[START OF Text to read]
No matter the circumstances when someone dies, we tend to haul out the same old clichés. Part of it is probably our fear of hurting someone by saying “the wrong thing.” Part of it is that we are so overwhelmed by emotions that we don’t know what we really think. But a good part of it is also our general discomfort with grief.
For most of us, the raw reality of losing someone (or seeing someone else suffer such a loss) is too much for us to address honestly and fully. It demands vulnerability – the admission of weakness, dependence, and the fear that we’ve come to the end of our rope – and because of this we try to brush it off, or skirt it by means of pat phrases. And when that doesn’t work we treat it like a speed bump: slowing down because we have to, but then hurrying on as quickly as possible.
Sometimes we do this for ourselves, in the hope that if we can pick ourselves up again and “move on,” we can limit our pain. Sometimes, worried what others will think about us if we don’t pull ourselves together soon, we mask our pain by bottling it up silently.
Common as it is to try to deal with grief in this way, it does not work. Hide it, talk around it, postpone it, pretend it isn’t there – in the long run, grief will never go away until it is met head on and allowed to run its course. Given the unique circumstances that shape every loss, the time this takes will vary with every person. Tragically, time isn’t always granted, as Gina, a young woman I know, found out.
When Tom, Gina’s sixteen-year-old brother, died of an overdose several years ago, she was devastated. “In a way, I’m still not through dealing with it,” she says. Friends and acquaintances were sympathetic at first, but after a while they grew tired of her inability to “move on” and made her feel guilty that she was still struggling:
I tried to explain, but they never really understood me. It seemed like they expected my life to be “normal” again. I often went through times of sadness, bitterness, and other painful emotions, but people were uncomfortable with this. I was so alone.
[END OF Text to read]
- [To-do list]:
a – In the passage about grief, how did Gina's brother Tom die?
b – Reproduce a stretch of the passage about grief word for word, beginning at the words "When Tom, Gina’s" and stopping after "was so alone.".
c – Decide whether each statement agrees with the passage about grief, answering yes or no and quoting the words that settle it: (i) The time grief takes will vary with every person. (ii) Gina's friends and acquaintances stayed sympathetic the whole time. (iii) Grief goes away once it has been postponed long enough.
[START OF Given information]
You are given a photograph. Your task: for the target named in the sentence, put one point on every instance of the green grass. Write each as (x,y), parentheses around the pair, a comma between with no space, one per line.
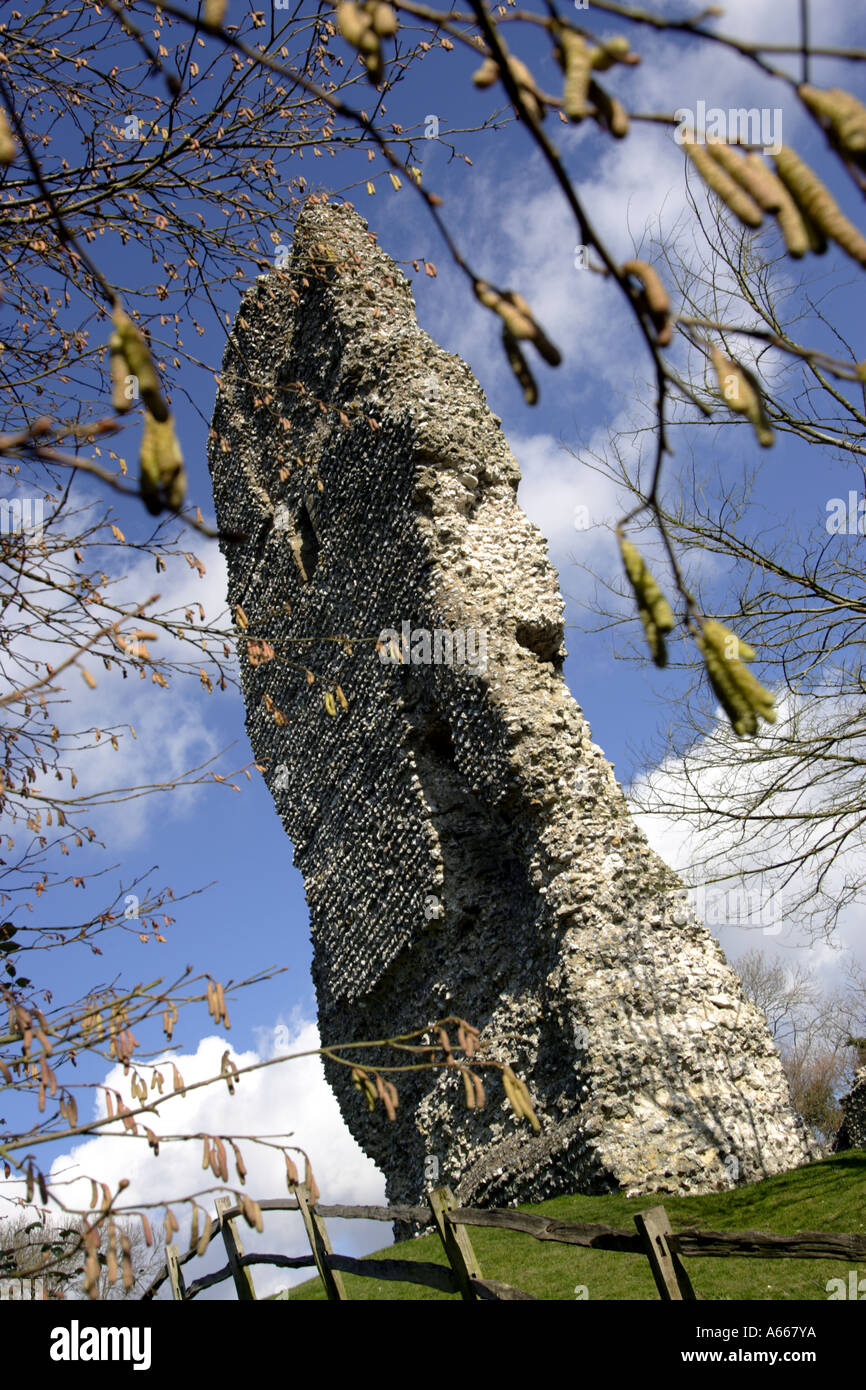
[END OF Given information]
- [Answers to the exercises]:
a – He died of an overdose.

b –
When Tom, Gina’s sixteen-year-old brother, died of an overdose several years ago, she was devastated. “In a way, I’m still not through dealing with it,” she says. Friends and acquaintances were sympathetic at first, but after a while they grew tired of her inability to “move on” and made her feel guilty that she was still struggling:
I tried to explain, but they never really understood me. It seemed like they expected my life to be “normal” again. I often went through times of sadness, bitterness, and other painful emotions, but people were uncomfortable with this. I was so alone.

c –
(i) Yes: "the time this takes will vary with every person."
(ii) No: "Friends and acquaintances were sympathetic at first, but after a while they grew tired of her inability to “move on”"
(iii) No: "grief will never go away until it is met head on and allowed to run its course."